== Selected extract ==

After years of work and countless hoursof negotiations, Gov. Pat Quinn signed into law the civil unions bill, announcing exultantly: “We believe in civil rights … civil unions … liberty and justice for all.” The law takes effect on June 1.
Regardless of your position on the matter, there is no denying that this is a significant advancement of rights and equality for gay, lesbian and transgender couples who want legal rights and protections afforded to legally married spouses.
Senate Bill 1716, the Illinois Religious Freedom Protection and Civil Unions Act, is designed to give same-sex couples the same rights and privileges of married heterosexual couples — from fair housing and employment, to the sharing of health and pension benefits, to hospital visitation and probate and property rights. These rights would extend to nonmarried heterosexual couples as well, who desire the right to make medical decisions about a partner’s medical care, visit a sick partner in the hospital and make funeral arrangements for a partner upon his or her death.
General Assembly opponents expressed concern that the civil unions bill will drastically redefine marriage, lead to legalizing same-sex marriage and negatively impact pension and health-care costs. Yes, there will be a cost associated with providing civil union partners the same legal rights and benefits provided to married couples; however, some major employers, like Barclays, Google and McDermott Will & Emery, already offer these benefits to same-sex couples.

===

- **Explore the material**:
1 – Update the civil unions text between "General Assembly opponents" and "to same-sex couples.", inclusive, replacing "opponents" with "critics".
2 – Answer these questions from the civil unions text:
(a) On what date does the law take effect?
(b) What is the full name of Senate Bill 1716?
(c) Which major employers already offer these benefits to same-sex couples?

== Data shown ==

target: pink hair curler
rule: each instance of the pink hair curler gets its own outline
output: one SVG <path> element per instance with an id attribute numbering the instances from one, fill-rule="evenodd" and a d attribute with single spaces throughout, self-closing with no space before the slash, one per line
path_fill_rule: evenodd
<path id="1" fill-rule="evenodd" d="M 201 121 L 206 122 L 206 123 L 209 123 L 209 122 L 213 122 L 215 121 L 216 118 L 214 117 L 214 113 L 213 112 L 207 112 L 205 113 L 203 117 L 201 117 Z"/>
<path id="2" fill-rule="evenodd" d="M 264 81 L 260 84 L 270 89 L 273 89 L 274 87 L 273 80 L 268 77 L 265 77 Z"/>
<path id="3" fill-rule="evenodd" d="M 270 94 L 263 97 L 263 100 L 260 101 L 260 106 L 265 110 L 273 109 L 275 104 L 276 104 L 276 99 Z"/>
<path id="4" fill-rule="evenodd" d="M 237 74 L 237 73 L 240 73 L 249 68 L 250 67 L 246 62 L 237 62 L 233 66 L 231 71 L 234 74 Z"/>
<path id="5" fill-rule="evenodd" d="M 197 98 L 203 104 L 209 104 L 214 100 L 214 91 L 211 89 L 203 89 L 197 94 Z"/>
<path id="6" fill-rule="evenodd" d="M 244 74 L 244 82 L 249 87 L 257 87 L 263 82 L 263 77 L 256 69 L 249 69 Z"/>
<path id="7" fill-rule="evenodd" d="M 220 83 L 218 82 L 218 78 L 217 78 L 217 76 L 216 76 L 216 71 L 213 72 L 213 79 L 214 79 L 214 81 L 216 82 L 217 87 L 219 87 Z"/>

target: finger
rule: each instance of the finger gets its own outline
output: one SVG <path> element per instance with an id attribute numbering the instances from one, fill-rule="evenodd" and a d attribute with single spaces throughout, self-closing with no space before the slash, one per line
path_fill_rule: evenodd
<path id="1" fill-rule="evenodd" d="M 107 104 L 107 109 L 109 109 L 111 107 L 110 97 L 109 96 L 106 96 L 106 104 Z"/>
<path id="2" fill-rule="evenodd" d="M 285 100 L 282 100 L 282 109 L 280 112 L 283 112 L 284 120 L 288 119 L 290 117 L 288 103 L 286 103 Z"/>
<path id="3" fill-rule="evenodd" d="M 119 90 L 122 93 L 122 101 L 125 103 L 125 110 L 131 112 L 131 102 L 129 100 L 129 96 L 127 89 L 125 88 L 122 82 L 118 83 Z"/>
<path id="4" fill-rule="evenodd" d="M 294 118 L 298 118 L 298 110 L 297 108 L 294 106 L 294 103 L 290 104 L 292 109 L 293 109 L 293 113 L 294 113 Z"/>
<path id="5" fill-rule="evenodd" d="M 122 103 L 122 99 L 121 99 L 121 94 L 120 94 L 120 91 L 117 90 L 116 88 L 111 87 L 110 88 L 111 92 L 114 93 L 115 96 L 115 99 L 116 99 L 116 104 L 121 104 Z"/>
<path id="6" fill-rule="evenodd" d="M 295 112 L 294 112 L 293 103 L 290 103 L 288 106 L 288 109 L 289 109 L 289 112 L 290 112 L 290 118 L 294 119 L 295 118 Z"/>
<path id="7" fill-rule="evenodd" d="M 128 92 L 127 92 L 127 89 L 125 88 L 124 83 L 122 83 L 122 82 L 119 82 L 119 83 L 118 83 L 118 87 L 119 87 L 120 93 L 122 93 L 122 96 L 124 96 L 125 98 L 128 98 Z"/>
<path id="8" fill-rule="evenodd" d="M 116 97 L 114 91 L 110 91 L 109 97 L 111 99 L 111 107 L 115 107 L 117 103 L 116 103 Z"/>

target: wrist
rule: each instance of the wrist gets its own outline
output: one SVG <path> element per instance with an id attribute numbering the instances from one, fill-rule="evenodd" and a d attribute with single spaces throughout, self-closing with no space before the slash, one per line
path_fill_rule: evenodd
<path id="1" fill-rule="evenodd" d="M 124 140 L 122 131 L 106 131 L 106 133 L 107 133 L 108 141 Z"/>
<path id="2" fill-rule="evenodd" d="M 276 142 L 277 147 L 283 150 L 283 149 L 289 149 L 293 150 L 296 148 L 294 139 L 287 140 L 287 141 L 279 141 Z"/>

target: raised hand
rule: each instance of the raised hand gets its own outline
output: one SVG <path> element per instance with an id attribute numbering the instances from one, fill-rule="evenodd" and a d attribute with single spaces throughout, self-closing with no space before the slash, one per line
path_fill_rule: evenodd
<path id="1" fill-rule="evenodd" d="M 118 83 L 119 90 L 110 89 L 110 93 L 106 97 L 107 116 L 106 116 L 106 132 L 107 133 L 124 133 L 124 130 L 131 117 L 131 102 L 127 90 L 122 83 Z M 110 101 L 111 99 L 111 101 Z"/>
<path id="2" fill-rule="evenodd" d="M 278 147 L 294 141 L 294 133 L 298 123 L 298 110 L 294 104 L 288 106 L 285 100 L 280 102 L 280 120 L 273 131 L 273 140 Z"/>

===

- **Answers per task**:
1 –
General Assembly critics expressed concern that the civil unions bill will drastically redefine marriage, lead to legalizing same-sex marriage and negatively impact pension and health-care costs. Yes, there will be a cost associated with providing civil union partners the same legal rights and benefits provided to married couples; however, some major employers, like Barclays, Google and McDermott Will & Emery, already offer these benefits to same-sex couples.

2 –
(a) June 1
(b) The Illinois Religious Freedom Protection and Civil Unions Act
(c) Barclays, Google and McDermott Will & Emery